- [ASSIGNMENT]:
Leave out the pictures and transcribe the rest of the records exactly.

PROVIDED RECORDS: Begin

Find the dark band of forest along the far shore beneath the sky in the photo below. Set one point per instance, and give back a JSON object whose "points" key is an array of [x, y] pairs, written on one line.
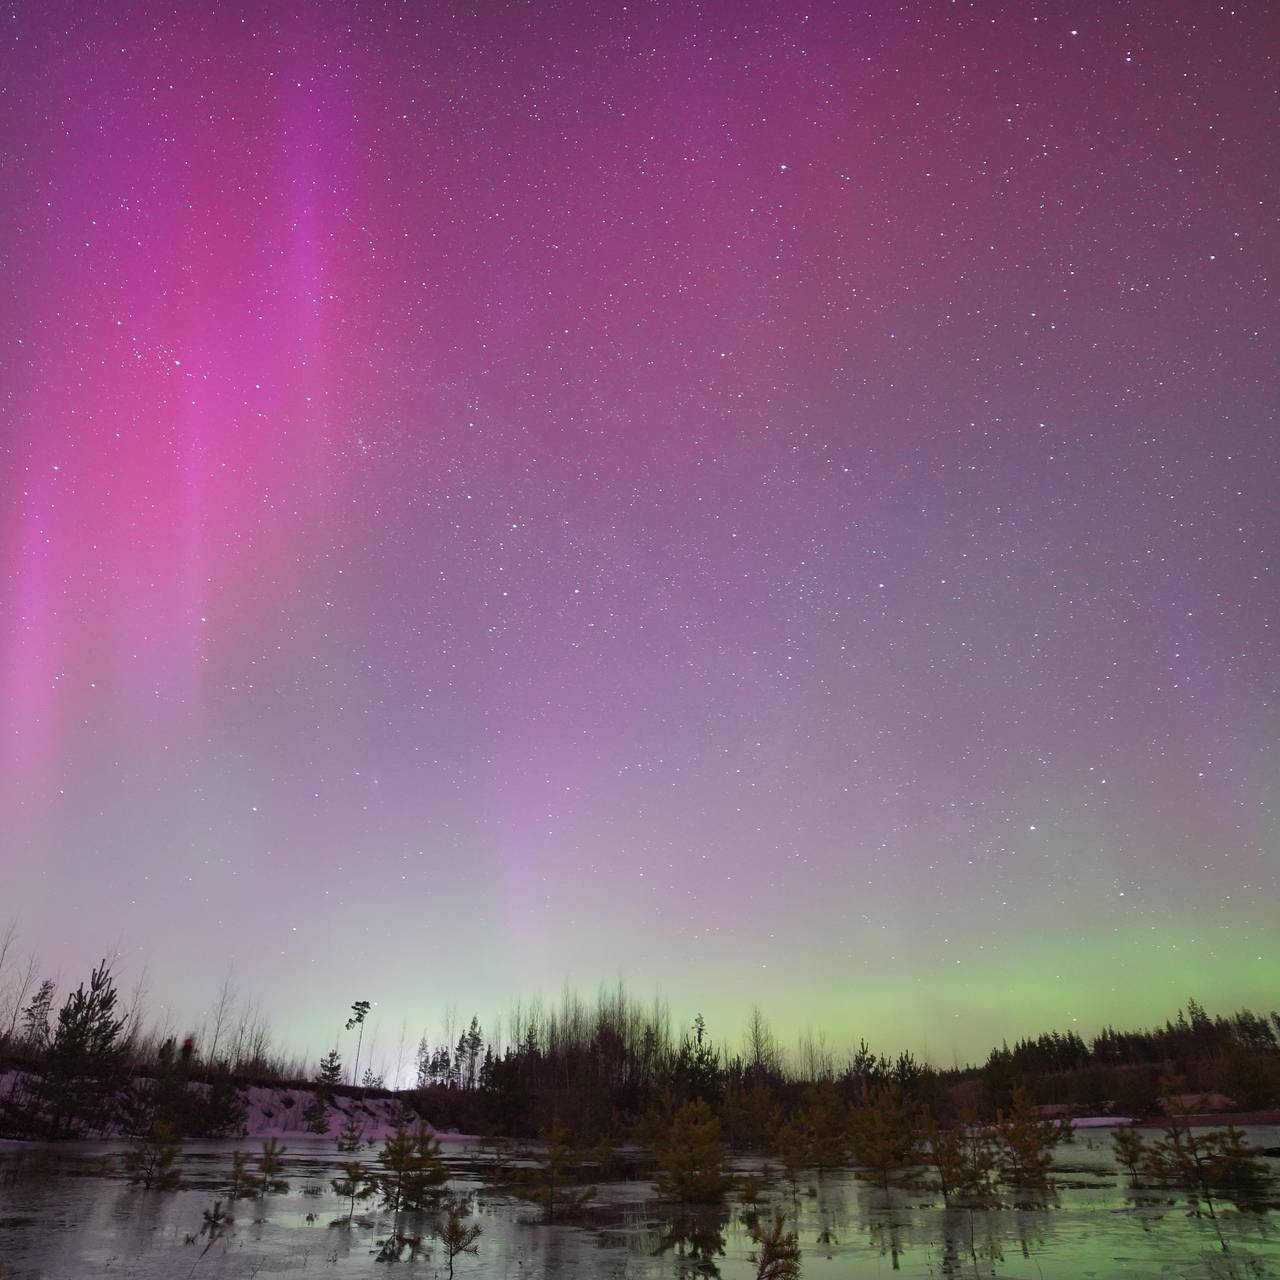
{"points": [[606, 1071]]}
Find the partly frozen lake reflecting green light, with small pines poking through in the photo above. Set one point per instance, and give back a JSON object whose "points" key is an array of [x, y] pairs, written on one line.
{"points": [[74, 1222]]}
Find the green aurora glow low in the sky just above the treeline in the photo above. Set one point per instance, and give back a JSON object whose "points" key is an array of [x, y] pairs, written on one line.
{"points": [[1080, 985]]}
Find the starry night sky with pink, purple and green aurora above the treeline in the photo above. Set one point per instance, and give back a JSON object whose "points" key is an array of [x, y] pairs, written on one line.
{"points": [[772, 501]]}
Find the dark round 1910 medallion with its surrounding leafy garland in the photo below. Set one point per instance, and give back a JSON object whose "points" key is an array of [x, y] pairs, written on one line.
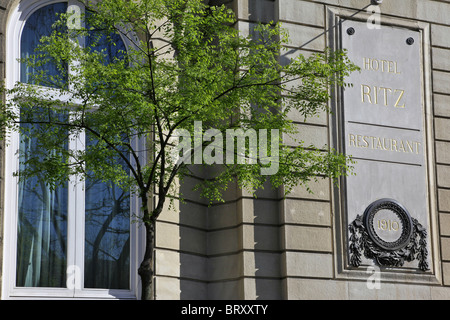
{"points": [[389, 235]]}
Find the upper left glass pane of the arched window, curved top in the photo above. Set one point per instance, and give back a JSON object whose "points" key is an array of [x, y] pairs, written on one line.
{"points": [[38, 25]]}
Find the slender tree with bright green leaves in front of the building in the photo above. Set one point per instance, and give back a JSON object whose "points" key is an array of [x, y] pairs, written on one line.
{"points": [[187, 73]]}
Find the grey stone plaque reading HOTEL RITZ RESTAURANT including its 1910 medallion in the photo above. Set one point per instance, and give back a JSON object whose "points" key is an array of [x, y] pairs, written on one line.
{"points": [[383, 121]]}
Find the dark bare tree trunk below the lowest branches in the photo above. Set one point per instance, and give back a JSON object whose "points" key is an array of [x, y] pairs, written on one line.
{"points": [[145, 270]]}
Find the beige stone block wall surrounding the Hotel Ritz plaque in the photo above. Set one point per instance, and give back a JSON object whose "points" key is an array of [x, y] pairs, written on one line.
{"points": [[291, 248]]}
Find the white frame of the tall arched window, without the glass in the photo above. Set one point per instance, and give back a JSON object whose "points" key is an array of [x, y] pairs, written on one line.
{"points": [[76, 217]]}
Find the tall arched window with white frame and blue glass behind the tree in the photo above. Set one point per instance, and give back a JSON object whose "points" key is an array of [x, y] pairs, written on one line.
{"points": [[75, 240]]}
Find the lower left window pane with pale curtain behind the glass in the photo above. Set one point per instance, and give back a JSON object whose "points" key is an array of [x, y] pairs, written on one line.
{"points": [[42, 226]]}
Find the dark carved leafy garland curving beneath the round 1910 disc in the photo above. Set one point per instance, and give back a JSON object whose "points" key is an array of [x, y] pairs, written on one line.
{"points": [[360, 241]]}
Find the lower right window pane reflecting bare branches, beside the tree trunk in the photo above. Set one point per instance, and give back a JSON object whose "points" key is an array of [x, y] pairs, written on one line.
{"points": [[107, 233]]}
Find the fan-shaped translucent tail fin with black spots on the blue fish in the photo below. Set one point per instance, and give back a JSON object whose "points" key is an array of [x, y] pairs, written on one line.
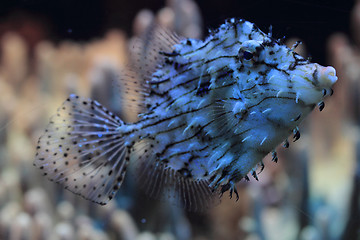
{"points": [[83, 149]]}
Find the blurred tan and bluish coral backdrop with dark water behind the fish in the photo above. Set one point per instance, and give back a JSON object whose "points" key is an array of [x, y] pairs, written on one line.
{"points": [[51, 49]]}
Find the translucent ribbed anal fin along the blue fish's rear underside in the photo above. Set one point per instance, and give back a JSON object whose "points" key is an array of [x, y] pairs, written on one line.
{"points": [[163, 182]]}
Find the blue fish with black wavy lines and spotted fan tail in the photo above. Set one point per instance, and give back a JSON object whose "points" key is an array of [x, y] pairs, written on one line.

PROVIDED RECORDS: End

- [ANSWER TO THIS EXERCISE]:
Find the dark band of forest along the far shore beneath the sky in the photo below. Set one point per instance, and give back a JSON object whose "points" key is an array of [x, y] pairs, written on one line.
{"points": [[606, 1071]]}
Find the partly frozen lake reflecting green light, with small pines poking through in the photo above. Set one point per instance, and give back a JSON object whose "points" key is an array of [x, y] pairs, written on one line.
{"points": [[74, 1222]]}
Find the green aurora glow low in the sky just above the treeline in the photo above. Set one point per instance, and give back a JSON object whose "points" key is an array of [x, y] pairs, written on one line.
{"points": [[1080, 985]]}
Find the starry night sky with pink, purple and green aurora above the treeline in the photo above. Set one point per instance, and give back a JSON object whose "points" key is an array of [x, y] pairs, written on one line.
{"points": [[772, 501]]}
Find the dark round 1910 medallion with its surrounding leafy garland in the photo below. Set one point per instance, and give back a JSON object whose "points" key is an array of [x, y] pairs, written on one line.
{"points": [[389, 235]]}
Find the upper left glass pane of the arched window, curved top in the photo above. Set one point per instance, and give back a JSON object whose "points" key is an array of [x, y] pairs, written on one line.
{"points": [[38, 25]]}
Find the slender tree with bright green leaves in front of the building in the photo above. Set one point per instance, and give back a JSON object whose "points" key is an array of [x, y] pairs, written on one line.
{"points": [[187, 73]]}
Find the grey stone plaque reading HOTEL RITZ RESTAURANT including its 1910 medallion in the photo above. Set one point per instance, and give back a JSON object whose "points" key is an array of [x, y] pairs, written on one line.
{"points": [[383, 121]]}
Find the dark bare tree trunk below the lowest branches in the photo above. Set one point per instance, and give back a JSON object whose "points" key is an array of [x, y] pairs, written on one line.
{"points": [[145, 270]]}
Find the beige stone block wall surrounding the Hotel Ritz plaque in the photo above. Set one point per instance, and give back a JSON object whose "points" key is an array of [x, y] pairs, written on one line.
{"points": [[291, 248]]}
Find the white frame of the tall arched window, without the glass in the photo above. Set one point per instance, and give back a JSON object whose "points" key is an array of [x, y] pairs, written on one line.
{"points": [[76, 217]]}
Find the tall arched window with white frame and blue glass behind the tree in the photo above. Set one point per instance, and give back a JSON object whose "points" key is an array of [x, y] pairs, written on one line.
{"points": [[75, 240]]}
Find the lower left window pane with pale curtain behind the glass in the photo above. Set one point per instance, and give back a JSON object whose "points" key is an array of [x, y] pairs, written on one line.
{"points": [[42, 226]]}
Find the dark carved leafy garland curving beneath the round 1910 disc in the photo above. Set one point per instance, and give back a JSON object whose "points" key is an array of [x, y] pairs, written on one line.
{"points": [[360, 241]]}
Find the lower right window pane reflecting bare branches, beside the tree trunk in the photo above. Set one point per instance, and give back a JSON object whose "points" key is an array of [x, y] pairs, written on one line.
{"points": [[107, 233]]}
Find the fan-shaped translucent tail fin with black spots on the blue fish in the photo below. Set one point per instance, and give back a JSON object whose "points" key is an array of [x, y] pairs, written on one line.
{"points": [[83, 149]]}
Find the blurred tan and bluish coral backdrop with dark water behind the fish in the photo above. Set one point per instance, and give back a JSON object whose "points" key is an array of [x, y] pairs, written on one line.
{"points": [[51, 49]]}
Find the translucent ribbed anal fin along the blue fish's rear underside in the photo above. Set one point per instance, and give back a JSON object whose "points" key is an array of [x, y] pairs, written on one line.
{"points": [[163, 182]]}
Find the blue fish with black wavy lines and spotted fan tail in the photo above. Set one point per instance, and give back a JSON object whose "points" key is an array of [x, y] pairs, written on one line.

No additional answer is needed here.